» **Exercise data**
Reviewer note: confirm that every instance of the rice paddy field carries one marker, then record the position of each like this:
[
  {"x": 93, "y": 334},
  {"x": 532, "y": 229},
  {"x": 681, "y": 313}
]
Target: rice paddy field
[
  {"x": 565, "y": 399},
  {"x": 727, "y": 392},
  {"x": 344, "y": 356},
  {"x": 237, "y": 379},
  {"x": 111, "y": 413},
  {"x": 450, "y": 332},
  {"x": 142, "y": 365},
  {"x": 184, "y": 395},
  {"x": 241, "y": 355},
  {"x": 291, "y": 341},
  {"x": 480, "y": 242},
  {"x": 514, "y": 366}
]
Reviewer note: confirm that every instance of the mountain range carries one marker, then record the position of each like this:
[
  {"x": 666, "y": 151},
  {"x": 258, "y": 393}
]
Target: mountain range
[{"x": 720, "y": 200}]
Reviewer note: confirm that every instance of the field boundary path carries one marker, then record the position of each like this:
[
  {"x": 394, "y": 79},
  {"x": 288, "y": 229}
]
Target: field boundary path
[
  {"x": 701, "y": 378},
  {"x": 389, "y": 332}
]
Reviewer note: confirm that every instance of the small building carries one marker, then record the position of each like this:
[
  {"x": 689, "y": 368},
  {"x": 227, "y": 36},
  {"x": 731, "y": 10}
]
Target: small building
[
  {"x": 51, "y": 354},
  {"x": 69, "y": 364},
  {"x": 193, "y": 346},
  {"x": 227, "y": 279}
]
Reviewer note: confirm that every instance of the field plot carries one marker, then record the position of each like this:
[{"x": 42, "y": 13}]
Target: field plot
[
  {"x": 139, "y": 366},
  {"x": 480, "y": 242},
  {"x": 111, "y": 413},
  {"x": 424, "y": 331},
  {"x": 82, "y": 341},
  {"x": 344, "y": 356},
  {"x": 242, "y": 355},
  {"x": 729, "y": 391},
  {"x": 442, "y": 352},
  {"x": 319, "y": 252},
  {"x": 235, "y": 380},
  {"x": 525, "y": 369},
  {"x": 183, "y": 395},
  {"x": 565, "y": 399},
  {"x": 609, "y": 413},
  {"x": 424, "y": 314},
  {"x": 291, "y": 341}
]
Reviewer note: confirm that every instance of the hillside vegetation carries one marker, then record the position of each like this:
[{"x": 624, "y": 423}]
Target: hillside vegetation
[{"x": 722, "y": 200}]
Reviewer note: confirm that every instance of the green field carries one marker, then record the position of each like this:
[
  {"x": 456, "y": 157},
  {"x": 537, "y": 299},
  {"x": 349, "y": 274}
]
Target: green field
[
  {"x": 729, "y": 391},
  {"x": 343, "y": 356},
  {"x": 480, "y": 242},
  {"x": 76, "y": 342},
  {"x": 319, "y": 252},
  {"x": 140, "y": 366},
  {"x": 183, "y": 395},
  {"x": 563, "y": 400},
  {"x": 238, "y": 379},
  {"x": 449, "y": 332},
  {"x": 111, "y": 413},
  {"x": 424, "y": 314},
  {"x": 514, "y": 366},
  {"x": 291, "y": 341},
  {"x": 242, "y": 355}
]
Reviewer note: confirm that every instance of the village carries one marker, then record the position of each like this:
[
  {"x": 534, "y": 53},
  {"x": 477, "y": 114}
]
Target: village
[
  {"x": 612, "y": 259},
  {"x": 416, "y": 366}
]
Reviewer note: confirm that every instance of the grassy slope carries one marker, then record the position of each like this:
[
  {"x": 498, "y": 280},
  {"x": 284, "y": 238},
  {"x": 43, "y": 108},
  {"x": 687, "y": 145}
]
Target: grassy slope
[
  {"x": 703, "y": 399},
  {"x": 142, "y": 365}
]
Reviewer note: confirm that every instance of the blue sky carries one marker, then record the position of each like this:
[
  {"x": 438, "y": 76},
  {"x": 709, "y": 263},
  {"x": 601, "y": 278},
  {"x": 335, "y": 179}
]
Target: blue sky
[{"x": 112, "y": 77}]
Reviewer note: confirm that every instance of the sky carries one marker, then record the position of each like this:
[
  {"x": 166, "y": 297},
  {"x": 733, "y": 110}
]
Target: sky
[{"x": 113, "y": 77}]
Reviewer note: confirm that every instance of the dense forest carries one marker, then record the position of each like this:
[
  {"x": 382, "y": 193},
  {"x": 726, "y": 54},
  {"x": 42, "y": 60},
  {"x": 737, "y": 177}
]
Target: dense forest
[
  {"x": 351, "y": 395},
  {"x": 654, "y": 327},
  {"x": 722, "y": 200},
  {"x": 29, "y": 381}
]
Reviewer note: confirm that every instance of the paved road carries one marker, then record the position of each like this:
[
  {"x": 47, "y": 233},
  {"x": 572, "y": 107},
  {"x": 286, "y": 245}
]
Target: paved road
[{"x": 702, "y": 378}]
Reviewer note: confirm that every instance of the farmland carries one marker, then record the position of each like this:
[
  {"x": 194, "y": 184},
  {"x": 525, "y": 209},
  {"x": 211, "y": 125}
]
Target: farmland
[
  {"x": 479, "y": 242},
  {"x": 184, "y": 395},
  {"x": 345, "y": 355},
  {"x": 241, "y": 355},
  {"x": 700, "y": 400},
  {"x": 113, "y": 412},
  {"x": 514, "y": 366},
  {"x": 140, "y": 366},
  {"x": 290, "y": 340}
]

» **Set task**
Return, without any alteration, every line of the entries from the line containing "Reviewer note: confirm that every instance of the paved" through the final line of the entries, including both of those lines.

» **Response**
Reviewer note: confirm that every instance of the paved road carries one marker, then record the position of each like this:
[
  {"x": 47, "y": 233},
  {"x": 572, "y": 107},
  {"x": 286, "y": 245}
]
Target: paved road
[{"x": 702, "y": 378}]
Reviewer note: confirm that every instance of the farmland carries one marker, then record the position of each like this:
[
  {"x": 194, "y": 184},
  {"x": 525, "y": 209},
  {"x": 211, "y": 125}
]
Target: farmland
[
  {"x": 479, "y": 242},
  {"x": 184, "y": 395},
  {"x": 345, "y": 355},
  {"x": 241, "y": 355},
  {"x": 700, "y": 400},
  {"x": 113, "y": 412},
  {"x": 514, "y": 366},
  {"x": 140, "y": 366},
  {"x": 290, "y": 340}
]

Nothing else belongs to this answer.